What you need to do:
Reproduce the entries word for word from the start through the line containing "[0, 722, 650, 779]", leaving out the pictures.

[Records held in a dataset]
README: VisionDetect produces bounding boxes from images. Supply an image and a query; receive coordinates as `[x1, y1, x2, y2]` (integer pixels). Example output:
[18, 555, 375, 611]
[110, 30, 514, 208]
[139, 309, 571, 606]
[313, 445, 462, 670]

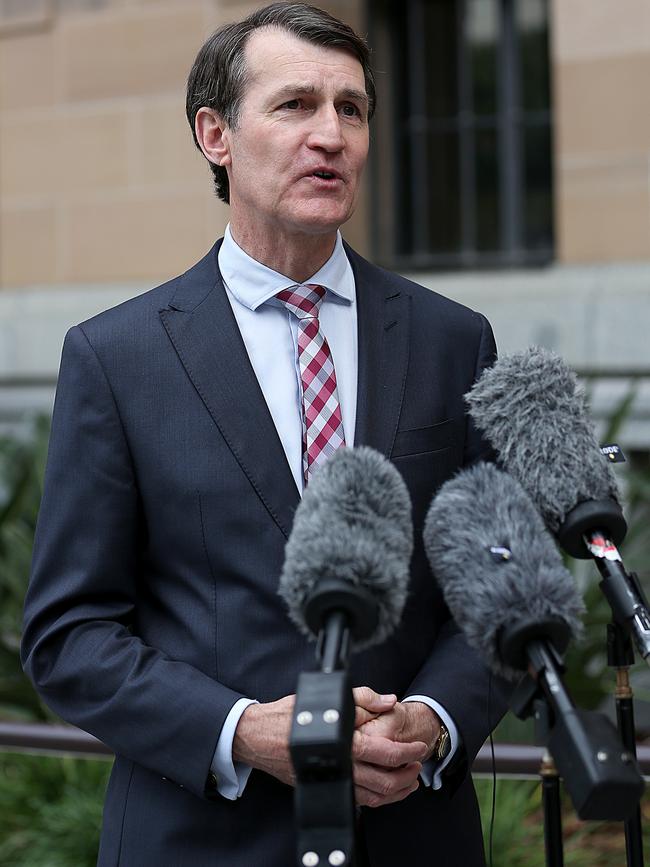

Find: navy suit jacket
[23, 245, 502, 867]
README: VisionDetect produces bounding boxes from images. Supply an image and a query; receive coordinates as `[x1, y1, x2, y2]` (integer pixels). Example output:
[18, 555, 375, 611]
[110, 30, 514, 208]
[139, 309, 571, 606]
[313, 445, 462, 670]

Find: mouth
[307, 169, 343, 181]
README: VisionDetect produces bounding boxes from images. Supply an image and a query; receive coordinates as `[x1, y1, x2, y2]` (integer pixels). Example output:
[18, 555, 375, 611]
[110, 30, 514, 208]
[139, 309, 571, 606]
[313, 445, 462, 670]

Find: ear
[194, 108, 231, 166]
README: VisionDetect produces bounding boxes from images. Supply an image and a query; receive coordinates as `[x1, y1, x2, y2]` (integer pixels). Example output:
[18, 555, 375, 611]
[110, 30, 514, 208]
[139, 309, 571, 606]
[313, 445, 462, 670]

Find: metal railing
[0, 722, 650, 779]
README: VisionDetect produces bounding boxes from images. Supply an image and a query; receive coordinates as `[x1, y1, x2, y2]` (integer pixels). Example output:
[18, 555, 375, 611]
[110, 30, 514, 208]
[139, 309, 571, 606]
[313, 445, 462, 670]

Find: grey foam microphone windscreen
[465, 347, 620, 533]
[279, 446, 413, 650]
[424, 464, 584, 680]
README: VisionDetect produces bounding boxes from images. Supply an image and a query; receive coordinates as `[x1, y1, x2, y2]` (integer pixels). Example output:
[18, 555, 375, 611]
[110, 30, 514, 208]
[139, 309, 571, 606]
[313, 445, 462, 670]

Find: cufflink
[431, 720, 451, 762]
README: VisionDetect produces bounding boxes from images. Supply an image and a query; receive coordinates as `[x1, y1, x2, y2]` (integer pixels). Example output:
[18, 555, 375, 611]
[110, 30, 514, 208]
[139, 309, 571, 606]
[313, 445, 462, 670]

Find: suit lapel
[160, 247, 300, 536]
[346, 246, 411, 457]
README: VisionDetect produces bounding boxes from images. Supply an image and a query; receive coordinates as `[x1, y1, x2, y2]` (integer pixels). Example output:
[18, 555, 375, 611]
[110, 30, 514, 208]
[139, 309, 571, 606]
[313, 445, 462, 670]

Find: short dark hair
[185, 3, 376, 202]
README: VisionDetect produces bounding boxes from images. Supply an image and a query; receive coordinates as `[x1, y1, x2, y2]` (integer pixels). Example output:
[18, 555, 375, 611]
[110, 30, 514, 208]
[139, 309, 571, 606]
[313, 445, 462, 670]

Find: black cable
[487, 672, 497, 867]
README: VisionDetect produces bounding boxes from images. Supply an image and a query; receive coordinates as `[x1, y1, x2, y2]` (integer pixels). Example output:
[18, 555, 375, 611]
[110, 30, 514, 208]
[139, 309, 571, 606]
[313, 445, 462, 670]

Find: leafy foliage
[0, 753, 110, 867]
[0, 418, 52, 720]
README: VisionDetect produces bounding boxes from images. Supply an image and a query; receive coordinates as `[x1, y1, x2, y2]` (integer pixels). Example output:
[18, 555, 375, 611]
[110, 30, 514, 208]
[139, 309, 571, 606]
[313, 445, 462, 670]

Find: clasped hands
[233, 686, 440, 807]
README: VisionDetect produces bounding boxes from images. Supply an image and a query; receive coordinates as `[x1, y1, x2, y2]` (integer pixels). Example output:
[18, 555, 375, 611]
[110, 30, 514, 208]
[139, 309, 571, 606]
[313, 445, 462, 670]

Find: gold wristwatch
[431, 720, 451, 762]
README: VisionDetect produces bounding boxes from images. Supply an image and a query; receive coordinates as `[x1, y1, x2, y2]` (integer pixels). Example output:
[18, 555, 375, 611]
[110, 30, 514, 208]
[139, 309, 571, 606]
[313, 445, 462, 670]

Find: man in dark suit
[23, 4, 502, 867]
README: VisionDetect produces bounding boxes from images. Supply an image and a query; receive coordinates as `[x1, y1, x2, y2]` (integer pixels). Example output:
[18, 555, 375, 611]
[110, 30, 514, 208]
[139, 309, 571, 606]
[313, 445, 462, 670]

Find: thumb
[352, 686, 397, 716]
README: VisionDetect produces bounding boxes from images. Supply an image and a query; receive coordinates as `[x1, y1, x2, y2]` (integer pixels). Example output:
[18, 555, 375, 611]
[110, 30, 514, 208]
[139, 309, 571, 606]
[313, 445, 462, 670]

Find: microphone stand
[607, 620, 643, 867]
[558, 500, 650, 867]
[500, 622, 643, 867]
[289, 611, 355, 867]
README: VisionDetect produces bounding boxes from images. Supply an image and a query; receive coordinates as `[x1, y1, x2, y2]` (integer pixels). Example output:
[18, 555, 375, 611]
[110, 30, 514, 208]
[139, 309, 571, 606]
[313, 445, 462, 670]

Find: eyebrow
[272, 84, 370, 107]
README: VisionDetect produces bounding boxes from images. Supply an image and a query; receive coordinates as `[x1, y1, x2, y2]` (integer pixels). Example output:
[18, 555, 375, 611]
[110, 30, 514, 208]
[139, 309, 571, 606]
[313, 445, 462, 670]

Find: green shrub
[0, 753, 111, 867]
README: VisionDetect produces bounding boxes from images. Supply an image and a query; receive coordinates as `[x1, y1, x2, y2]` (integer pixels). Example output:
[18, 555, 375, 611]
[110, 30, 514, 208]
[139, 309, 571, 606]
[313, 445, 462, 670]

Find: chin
[286, 205, 352, 235]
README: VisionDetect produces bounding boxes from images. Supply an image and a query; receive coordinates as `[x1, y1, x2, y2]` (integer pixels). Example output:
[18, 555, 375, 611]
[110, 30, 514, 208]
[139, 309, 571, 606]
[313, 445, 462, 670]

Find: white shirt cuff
[402, 695, 460, 789]
[210, 698, 257, 801]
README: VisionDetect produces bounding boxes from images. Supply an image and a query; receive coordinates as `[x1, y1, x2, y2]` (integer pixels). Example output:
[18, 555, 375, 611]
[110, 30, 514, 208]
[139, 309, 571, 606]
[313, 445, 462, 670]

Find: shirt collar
[219, 224, 354, 310]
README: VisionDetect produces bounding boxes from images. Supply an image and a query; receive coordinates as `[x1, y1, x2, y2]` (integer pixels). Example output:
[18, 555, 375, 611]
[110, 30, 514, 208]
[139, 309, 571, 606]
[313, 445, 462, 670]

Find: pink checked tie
[276, 283, 345, 484]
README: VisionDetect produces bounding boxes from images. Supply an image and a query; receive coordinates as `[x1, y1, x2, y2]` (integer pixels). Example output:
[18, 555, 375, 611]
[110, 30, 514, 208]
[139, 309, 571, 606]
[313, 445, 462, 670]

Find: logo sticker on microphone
[600, 443, 625, 464]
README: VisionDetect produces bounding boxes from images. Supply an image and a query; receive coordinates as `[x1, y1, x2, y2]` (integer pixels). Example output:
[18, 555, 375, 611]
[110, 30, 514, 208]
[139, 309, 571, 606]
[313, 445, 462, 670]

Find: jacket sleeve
[22, 327, 242, 796]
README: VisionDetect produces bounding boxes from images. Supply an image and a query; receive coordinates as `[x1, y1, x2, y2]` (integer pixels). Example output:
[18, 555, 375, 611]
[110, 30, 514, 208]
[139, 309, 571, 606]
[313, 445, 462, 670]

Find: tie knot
[275, 283, 325, 319]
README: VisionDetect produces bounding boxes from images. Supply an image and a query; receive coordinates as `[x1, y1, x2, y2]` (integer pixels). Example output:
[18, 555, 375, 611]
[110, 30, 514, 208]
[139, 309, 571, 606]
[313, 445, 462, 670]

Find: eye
[341, 102, 361, 117]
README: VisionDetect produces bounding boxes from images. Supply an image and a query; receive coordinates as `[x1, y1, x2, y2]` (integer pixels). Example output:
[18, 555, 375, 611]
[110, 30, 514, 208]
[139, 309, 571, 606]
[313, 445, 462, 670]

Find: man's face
[223, 28, 368, 237]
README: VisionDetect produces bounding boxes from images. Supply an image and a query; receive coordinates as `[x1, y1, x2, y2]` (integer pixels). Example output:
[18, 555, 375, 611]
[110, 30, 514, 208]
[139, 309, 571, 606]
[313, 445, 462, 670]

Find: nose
[307, 105, 345, 153]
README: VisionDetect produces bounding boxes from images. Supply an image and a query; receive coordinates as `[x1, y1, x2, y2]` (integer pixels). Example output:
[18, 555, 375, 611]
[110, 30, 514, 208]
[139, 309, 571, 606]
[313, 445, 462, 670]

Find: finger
[352, 729, 428, 768]
[354, 705, 379, 728]
[357, 711, 401, 741]
[352, 686, 397, 713]
[354, 780, 420, 807]
[352, 762, 422, 796]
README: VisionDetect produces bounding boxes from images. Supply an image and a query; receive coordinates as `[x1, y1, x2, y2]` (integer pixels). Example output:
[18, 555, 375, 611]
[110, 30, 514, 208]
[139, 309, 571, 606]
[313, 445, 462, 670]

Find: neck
[230, 222, 336, 283]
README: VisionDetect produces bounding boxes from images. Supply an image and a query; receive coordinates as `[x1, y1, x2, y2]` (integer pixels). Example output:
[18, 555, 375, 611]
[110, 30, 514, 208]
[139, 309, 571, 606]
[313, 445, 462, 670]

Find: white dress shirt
[212, 226, 459, 800]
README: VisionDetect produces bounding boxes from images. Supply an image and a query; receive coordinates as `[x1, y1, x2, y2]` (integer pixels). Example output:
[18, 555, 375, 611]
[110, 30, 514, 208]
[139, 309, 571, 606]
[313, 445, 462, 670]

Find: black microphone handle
[584, 529, 650, 665]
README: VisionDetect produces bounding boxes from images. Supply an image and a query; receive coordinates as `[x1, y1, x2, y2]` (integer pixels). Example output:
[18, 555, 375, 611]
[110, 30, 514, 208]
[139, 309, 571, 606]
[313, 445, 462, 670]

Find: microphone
[465, 347, 650, 662]
[279, 446, 413, 864]
[423, 463, 584, 681]
[279, 446, 413, 667]
[423, 464, 643, 819]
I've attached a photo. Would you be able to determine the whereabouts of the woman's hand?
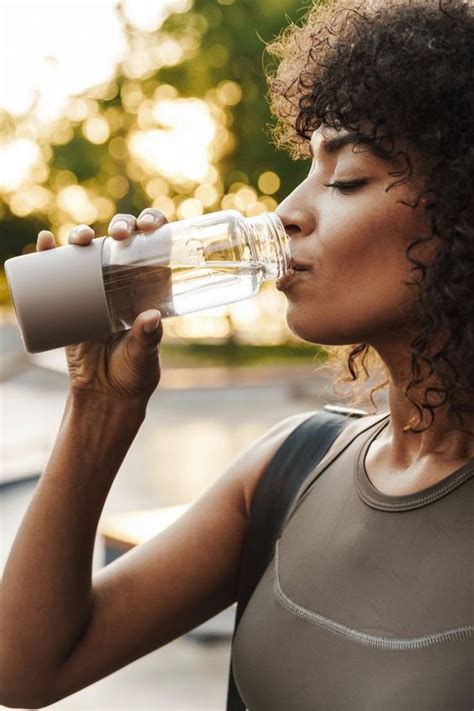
[36,208,167,401]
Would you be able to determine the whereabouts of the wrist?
[66,389,148,425]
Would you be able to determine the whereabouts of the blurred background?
[0,0,382,711]
[0,0,314,360]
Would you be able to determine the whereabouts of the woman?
[0,0,474,711]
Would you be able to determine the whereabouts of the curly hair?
[265,0,474,432]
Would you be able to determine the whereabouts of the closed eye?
[324,179,367,193]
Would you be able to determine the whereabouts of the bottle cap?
[5,237,112,353]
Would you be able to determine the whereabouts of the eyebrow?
[309,132,388,160]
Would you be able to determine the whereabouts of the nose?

Solved problem:
README: VisionDetect produces bounding boxes from images. Supply an image and a query; receive coordinates as `[x1, y1, x2, y2]` (integer pixels). Example output:
[18, 555, 375, 611]
[110, 30, 514, 208]
[139, 309, 571, 606]
[313, 445, 462, 670]


Find: navy suit jacket
[23, 245, 502, 867]
README: VisionDetect produces bounding boxes from images. Supply an image and a query; receive coordinates as `[x1, y1, x2, y2]` (integer pixels). Example output:
[18, 555, 375, 611]
[110, 30, 514, 208]
[139, 309, 571, 606]
[313, 445, 462, 670]

Find: mouth
[307, 169, 343, 181]
README: VisionDetect produces bounding boxes from images. Supply an image and a query; receive coordinates as `[x1, y1, x2, y2]` (integer pixels). Example output:
[18, 555, 375, 611]
[110, 30, 514, 208]
[139, 309, 571, 606]
[313, 445, 462, 670]

Find: ear
[194, 108, 231, 166]
README: VisionDetect produces bounding boxes from images. Supply an image and a query; receive coordinates as `[x1, y1, x2, y2]` (integer pixels). Example output:
[18, 555, 375, 611]
[110, 30, 514, 208]
[139, 309, 571, 606]
[313, 445, 462, 670]

Find: metal railing
[0, 722, 650, 779]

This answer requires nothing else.